- [やることリスト]:
- A) 天竜ハムの文章で、和也さんが後を継いでから新たにつくるようになった製品をすべて挙げよ。
- B) 天竜ハムの文章のうち、「和也さんが後を継いでからは、」と「のよ」と真澄さんも自慢げだ。」の間を、両端の語句も含めてそのまま引用せよ。

- [抽出テキスト]:

━━━━

和也さんは昭和43年に家業を継ぎ、昭和47年に真澄さんと結婚。以来、二人でお店を切り盛りするように。昭和45年には全国の優良店舗に選ばれ、ヨーロッパへ視察に行く機会にも恵まれた。ドイツ、フランス、イタリアを周遊しながら、ハムやソーセージなどの加工肉の現場を視察した。まだ1ドル360円の時代。まだ若かりし頃の和也さんが実際に本場の味を体験し、つくり手の現場を訪ねることができたのは、なんとも貴重な経験だったことだろう。
「お店を回って、作っているところや製品を見せてもらってね。でも作り方はほとんど教えてくれないのね。企業秘密。ヨーロッパは湿度がないから、お店にハムをぶら下げてあるんだよ。日本では食品衛生法では絶対にできないことだけど、向こうは全部吊るしてあった。うちと同じように、表に店舗があって、裏に作業場があって。その頃日本でも、個人の店が自分のところで作って、それを売るのが普通だった。外国のハムは珍しかったねぇ。種類もいろいろあったし、香辛料がきついものは日本人の口に合わないところもあったね」
豚肉100%! まじりっけなしの天竜ハム。
和也さんが後を継いでからは、つくる種類が増えた。ロースハム、プレスハム、ベーコンだけだったのが、ボンレスハム、ソーセージ数種、サラミ、珍しいのはピッツァローフというハムにチーズ、パプリカなどが入ったものまで。薄切りにするだけで立派な前菜になる。
天竜ハムの特徴は、豚肉100%で、加水もせず、卵や小麦粉などのつなぎも一切ない。お孫さんはアトピーだそうだが「うちのハムは全部食べられるのよ」と真澄さんも自慢げだ。

━━━━

- [提供資料]:
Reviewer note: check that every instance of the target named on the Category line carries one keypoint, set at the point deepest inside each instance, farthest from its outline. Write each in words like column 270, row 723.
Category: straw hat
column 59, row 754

━━━━

- [課題別の解答]:
- A) ボンレスハム、ソーセージ（数種）、サラミ、ピッツァローフ

- B)
和也さんが後を継いでからは、つくる種類が増えた。ロースハム、プレスハム、ベーコンだけだったのが、ボンレスハム、ソーセージ数種、サラミ、珍しいのはピッツァローフというハムにチーズ、パプリカなどが入ったものまで。薄切りにするだけで立派な前菜になる。
天竜ハムの特徴は、豚肉100%で、加水もせず、卵や小麦粉などのつなぎも一切ない。お孫さんはアトピーだそうだが「うちのハムは全部食べられるのよ」と真澄さんも自慢げだ。